# Consegna
Estrai dalla riflessione sulle Acli, copiandolo parola per parola, il brano che inizia dalle parole «Poi, dolorosamente, la» e si ferma dopo «sul suo volto.».

=== Testo di riferimento ===

Attendendo l'Aurora

Aprile 2012 

Riflessioni sulle Acli di oggi e domani
a partire dalla lettura e presentazione del libro L'assillo della Fede

La prima sensazione è l'emozione da blocco alla bocca dello stomaco. Di quando ci si trova di fronte a qualcosa di “vero”. Qualcosa in cui in parte ti riconosci (come anelito) in parte vedi subito, a colpo d'occhio, tutto lo scarto.
Poi, dolorosamente, la “nostalgia” di qualcosa che non hai vissuto. Il rimpianto di non esserci stata. La rabbia, persino, di avere in dote questi tempi e non quelli. E' un attimo, ma c'è. E' innegabile.
Quindi la sensazione di vedere una staffetta. Un corridore che corre, col testimone in mano. Si volta. Non vede nessuno ad afferrarlo e a proseguire la corsa. Lo stupore incredulo, prima di tutto, sul suo volto.
E infine la sensazione di responsabilità. Personale e collettiva. Di quella caduta, o di una raccolta. Ma anche della differenza tra i tempi. E del cambiamento che manca.

E allora, ok. Noi non siamo quelli. I nostri tempi non sono quelli. Noi non siamo santi. Nè eroi. Nè leader. Siamo immersi, totalmente, anche noi, nello spaesamento di popolo E siamo schiavi della schiavitù del breve termine. Ma tocca a noi darci da fare almeno per essere migliori (non “i migliori”). Cercando di capire cosa ci serve, cosa ci manca. E cosa, di allora, possiamo accogliere e tramandare. Io ho trovato 4 perle. Per ora. Un filo, e un piccolo gancetto per chiudere il tutto.

Le 4 perle:

La Parola. Non è una novità. Marco ce lo (ri)diceva l'altra settimana. Non puoi rimpiangere la mancanza degli effetti della Parola nella tua vita (o nella vita collettiva) se non ti fermi a darLe spazio. Costantemente. Quotidianamente. Non di regole ma di ritmi ha bisogno la vita secondo il Vangelo. La Parola non ti converte, non ti forgia e non ti scava, se non gliene dai la possibilità. E' talmente chiaro ed evidente da essere quasi banale. Serve solo una decisione. E l'aiuto reciproco per farlo.

I Maestri. “Noi avevamo gran gusto quando andavamo a caccia di maestri”. Mi colpisce come la vita “di quel gruppo” fosse costellata dai maestri. E di come queste “scoperte” (dirette o mediate dagli scritti) segnassero i percorsi individuali. E di come “gli incontri” (seminari, convegni) facessero altrettanto nei percorsi collettivi. I maestri non capitavano per caso. Venivano cercati attivamente. Non per riempire una scaletta di un momento da organizzare. Ma come di qualcosa di cui c'è realmente bisogno, per vivere. Come se l'esperienza personale ed associativa fosse una domanda costantemente aperta. E se qualsiasi azione fosse una ricerca infinita di risposte. Non trovo paralleli con “il nostro gruppo” (E non si tratta solo di investire di più sull'Ufficio Studi o su una Rivista). Si tratta di riscoprire assieme il bisogno della domanda e poi muoversi di conseguenza.

=== Dati raccolti ===

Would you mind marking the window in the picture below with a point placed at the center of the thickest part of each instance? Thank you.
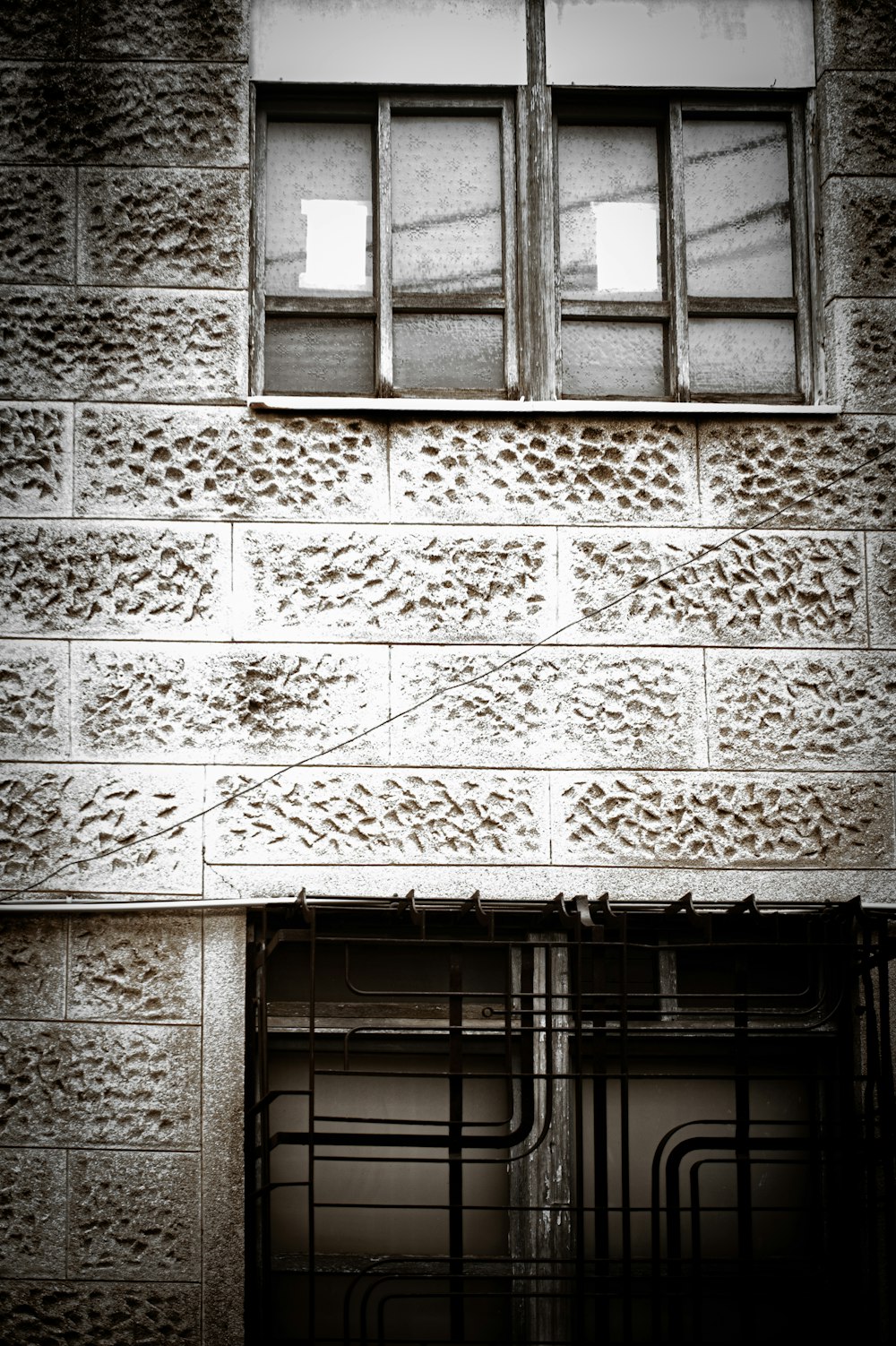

===

# Soluzione
Poi, dolorosamente, la “nostalgia” di qualcosa che non hai vissuto. Il rimpianto di non esserci stata. La rabbia, persino, di avere in dote questi tempi e non quelli. E' un attimo, ma c'è. E' innegabile.
Quindi la sensazione di vedere una staffetta. Un corridore che corre, col testimone in mano. Si volta. Non vede nessuno ad afferrarlo e a proseguire la corsa. Lo stupore incredulo, prima di tutto, sul suo volto.